# [WHAT THE EXERCISE ASKS]
How many lines in the records below contain the string "barrel"? Give only the number.

# [ROWS]
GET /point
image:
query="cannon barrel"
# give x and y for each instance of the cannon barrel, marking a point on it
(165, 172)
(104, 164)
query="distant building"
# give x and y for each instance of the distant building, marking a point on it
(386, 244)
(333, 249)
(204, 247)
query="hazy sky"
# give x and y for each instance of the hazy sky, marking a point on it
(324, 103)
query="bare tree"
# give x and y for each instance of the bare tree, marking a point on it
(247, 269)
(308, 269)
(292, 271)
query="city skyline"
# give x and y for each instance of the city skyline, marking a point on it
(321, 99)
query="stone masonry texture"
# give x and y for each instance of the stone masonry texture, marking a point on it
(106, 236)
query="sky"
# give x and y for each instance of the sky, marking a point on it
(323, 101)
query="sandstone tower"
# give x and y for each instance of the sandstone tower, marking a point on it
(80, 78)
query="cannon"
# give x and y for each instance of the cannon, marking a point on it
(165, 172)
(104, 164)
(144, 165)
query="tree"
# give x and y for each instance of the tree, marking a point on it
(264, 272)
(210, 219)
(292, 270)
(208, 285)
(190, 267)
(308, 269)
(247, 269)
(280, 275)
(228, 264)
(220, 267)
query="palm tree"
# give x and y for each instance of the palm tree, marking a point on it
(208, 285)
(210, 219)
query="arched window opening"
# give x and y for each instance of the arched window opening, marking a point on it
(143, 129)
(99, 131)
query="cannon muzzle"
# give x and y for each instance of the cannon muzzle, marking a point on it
---
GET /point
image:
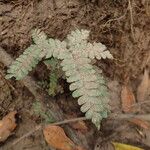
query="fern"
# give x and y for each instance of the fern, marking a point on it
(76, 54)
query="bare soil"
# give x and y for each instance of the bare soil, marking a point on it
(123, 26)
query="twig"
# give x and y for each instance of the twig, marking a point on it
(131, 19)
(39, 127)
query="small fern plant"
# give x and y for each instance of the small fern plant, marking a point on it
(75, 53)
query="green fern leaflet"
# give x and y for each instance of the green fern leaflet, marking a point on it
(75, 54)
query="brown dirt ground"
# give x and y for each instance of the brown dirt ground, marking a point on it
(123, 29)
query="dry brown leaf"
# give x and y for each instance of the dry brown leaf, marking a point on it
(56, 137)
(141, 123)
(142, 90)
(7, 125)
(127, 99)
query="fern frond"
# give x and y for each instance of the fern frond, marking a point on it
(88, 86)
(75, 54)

# [EXPECTED OUTPUT]
2